*Task directions:*
In the entries below, find each line bearing the string "teddy" and copy it.

Natural language region descriptions

------------------------------------

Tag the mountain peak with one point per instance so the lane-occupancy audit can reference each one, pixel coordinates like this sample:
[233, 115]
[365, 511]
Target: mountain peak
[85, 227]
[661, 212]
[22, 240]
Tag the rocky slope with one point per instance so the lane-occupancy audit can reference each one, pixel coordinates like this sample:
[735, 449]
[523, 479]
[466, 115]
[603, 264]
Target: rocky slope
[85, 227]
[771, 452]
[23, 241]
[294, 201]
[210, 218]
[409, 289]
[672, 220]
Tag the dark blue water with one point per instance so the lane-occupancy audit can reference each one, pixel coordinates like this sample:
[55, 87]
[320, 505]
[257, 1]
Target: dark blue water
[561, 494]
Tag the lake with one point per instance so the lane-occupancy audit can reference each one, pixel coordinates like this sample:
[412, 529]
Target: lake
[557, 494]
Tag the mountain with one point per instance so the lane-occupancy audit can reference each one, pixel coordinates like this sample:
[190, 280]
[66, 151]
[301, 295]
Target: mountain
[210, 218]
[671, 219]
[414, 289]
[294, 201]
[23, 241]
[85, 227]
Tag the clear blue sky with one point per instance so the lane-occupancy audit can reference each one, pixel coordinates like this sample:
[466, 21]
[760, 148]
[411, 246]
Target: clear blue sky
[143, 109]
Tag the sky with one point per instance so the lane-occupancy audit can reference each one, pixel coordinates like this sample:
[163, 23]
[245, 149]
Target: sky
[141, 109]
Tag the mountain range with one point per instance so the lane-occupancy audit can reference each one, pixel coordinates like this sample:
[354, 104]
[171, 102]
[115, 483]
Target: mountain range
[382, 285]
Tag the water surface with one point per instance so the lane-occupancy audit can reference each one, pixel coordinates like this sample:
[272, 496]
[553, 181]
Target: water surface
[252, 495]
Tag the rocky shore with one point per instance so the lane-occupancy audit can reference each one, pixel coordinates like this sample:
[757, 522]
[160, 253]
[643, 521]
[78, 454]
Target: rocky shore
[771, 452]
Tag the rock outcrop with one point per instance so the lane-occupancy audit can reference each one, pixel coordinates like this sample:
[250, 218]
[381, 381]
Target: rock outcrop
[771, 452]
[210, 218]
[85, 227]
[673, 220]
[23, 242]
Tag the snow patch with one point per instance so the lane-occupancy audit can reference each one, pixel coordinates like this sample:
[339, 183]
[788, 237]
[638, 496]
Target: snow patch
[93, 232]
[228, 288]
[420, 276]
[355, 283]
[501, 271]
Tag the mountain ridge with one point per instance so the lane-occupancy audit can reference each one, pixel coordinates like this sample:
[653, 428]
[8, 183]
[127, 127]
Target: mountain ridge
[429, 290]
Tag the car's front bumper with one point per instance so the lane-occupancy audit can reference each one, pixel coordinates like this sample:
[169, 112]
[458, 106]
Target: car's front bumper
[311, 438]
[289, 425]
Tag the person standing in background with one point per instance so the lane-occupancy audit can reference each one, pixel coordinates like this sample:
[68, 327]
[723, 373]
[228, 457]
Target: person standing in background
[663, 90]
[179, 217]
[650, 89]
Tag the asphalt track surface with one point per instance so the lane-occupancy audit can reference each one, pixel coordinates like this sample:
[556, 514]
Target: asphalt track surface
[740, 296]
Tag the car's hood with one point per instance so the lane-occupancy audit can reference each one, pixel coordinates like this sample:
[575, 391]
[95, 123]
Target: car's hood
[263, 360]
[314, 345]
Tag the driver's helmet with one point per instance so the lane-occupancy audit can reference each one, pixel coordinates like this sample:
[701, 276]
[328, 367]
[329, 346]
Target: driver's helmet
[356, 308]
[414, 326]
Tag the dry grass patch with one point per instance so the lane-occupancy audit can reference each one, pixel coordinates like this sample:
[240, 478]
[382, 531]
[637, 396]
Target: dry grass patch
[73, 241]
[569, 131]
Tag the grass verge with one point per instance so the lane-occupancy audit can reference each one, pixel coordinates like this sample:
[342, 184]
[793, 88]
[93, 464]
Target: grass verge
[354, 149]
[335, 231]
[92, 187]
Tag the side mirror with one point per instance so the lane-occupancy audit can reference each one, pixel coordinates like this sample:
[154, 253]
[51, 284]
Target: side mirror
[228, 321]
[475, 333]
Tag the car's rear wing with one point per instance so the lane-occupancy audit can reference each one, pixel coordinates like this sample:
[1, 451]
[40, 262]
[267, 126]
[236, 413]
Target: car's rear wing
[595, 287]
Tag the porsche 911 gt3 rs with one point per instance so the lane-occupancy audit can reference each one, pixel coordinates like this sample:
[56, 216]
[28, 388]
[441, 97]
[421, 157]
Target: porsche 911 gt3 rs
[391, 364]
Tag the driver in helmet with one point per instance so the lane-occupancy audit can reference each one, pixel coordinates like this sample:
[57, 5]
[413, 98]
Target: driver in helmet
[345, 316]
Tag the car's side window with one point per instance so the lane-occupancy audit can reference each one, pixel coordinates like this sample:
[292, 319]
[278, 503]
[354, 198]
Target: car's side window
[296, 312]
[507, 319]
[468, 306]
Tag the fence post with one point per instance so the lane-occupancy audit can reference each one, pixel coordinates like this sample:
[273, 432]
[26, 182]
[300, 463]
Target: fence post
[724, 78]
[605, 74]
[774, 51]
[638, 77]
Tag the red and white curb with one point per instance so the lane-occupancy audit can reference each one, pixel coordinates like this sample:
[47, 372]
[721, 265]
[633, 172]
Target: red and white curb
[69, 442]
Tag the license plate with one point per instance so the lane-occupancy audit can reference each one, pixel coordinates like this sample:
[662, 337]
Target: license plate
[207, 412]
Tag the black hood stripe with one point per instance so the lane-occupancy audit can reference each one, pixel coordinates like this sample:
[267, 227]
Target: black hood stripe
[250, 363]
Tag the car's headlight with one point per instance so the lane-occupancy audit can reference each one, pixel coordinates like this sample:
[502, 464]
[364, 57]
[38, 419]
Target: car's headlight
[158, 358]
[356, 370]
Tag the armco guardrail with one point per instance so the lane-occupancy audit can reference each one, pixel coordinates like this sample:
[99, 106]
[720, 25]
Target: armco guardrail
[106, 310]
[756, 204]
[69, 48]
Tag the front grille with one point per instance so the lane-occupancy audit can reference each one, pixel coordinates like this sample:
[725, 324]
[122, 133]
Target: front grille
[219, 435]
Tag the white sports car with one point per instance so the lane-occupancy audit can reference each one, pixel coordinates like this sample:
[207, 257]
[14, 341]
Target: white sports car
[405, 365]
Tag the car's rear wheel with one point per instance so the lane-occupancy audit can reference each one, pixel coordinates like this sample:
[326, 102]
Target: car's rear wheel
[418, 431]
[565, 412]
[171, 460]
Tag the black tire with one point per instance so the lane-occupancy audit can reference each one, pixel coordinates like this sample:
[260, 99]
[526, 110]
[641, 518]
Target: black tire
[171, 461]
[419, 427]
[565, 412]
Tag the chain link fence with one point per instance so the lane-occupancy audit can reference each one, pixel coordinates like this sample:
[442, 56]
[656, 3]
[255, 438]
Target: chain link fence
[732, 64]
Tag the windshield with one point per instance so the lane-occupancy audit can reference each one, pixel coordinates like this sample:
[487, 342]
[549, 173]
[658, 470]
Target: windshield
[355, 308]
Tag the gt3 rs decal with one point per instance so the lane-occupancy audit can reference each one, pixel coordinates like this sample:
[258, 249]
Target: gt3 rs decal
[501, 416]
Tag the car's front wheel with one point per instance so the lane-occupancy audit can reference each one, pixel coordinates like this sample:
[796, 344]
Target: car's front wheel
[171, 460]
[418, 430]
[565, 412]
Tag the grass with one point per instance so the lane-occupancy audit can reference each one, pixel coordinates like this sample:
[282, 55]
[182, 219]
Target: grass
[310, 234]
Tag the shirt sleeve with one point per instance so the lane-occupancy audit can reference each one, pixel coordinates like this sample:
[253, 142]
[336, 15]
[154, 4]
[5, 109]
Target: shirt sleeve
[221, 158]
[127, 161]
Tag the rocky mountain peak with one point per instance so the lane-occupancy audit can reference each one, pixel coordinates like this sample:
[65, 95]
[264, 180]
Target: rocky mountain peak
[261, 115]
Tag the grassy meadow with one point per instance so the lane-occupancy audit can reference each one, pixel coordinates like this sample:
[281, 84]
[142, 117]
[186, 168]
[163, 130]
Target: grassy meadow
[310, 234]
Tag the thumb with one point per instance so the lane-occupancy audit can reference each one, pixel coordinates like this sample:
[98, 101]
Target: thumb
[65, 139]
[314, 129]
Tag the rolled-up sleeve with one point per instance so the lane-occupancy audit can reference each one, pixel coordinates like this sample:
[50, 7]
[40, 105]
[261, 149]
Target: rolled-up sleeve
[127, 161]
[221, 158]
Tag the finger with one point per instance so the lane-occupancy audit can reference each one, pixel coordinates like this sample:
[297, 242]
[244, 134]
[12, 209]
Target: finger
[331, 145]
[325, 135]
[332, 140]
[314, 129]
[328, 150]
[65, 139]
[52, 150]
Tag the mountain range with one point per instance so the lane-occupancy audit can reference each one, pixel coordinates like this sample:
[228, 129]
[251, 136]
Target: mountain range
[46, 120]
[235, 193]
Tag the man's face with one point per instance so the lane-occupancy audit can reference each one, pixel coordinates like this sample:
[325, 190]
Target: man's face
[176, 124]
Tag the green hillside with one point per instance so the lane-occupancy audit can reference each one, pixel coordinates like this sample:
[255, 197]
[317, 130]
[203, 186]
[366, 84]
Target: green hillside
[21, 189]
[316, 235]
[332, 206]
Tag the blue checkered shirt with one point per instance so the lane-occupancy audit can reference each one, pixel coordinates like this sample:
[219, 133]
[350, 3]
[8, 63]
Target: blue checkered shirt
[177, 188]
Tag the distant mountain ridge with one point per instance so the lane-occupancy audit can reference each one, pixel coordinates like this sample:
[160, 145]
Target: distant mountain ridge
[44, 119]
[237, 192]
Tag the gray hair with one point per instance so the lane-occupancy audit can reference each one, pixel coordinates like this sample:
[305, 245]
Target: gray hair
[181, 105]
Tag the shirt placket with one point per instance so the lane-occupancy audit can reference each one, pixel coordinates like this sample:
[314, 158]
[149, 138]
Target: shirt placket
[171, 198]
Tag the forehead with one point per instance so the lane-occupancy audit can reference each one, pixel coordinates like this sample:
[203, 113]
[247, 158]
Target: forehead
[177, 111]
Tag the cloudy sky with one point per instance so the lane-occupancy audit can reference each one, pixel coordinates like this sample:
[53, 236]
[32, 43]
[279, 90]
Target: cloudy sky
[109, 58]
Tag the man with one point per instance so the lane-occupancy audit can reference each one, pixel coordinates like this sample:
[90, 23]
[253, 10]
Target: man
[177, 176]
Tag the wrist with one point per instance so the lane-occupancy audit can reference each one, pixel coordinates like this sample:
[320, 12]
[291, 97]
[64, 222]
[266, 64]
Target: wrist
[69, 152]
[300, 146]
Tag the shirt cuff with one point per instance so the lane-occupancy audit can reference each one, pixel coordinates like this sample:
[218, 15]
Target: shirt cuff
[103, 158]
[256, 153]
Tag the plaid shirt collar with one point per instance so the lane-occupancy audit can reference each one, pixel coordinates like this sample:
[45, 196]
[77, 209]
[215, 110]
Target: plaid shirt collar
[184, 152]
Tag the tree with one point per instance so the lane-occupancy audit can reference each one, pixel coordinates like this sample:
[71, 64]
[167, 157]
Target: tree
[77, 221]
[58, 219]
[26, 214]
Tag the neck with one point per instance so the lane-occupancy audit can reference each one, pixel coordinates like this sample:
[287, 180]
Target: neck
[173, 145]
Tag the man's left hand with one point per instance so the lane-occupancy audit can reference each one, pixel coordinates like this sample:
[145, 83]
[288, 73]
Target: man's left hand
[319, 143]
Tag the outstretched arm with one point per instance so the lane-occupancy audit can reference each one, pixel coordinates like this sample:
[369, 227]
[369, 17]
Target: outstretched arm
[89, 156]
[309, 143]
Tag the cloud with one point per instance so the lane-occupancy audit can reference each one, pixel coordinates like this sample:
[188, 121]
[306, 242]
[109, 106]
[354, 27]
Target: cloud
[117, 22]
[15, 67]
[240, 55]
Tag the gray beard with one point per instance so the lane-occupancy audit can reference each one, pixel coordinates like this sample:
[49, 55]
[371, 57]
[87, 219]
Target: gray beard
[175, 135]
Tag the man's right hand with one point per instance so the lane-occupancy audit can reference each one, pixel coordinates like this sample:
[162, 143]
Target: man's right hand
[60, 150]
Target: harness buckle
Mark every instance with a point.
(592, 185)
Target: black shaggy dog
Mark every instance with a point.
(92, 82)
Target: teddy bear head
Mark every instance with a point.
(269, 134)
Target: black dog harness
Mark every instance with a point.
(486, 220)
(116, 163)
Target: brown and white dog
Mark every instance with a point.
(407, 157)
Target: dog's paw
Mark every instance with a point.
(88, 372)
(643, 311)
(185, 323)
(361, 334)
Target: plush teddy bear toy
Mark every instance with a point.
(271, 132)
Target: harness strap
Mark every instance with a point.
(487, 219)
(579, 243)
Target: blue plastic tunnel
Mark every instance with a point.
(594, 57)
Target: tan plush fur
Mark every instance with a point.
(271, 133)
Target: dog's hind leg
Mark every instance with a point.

------------------------------------

*Response area:*
Target: teddy bear head
Target: plush teddy bear toy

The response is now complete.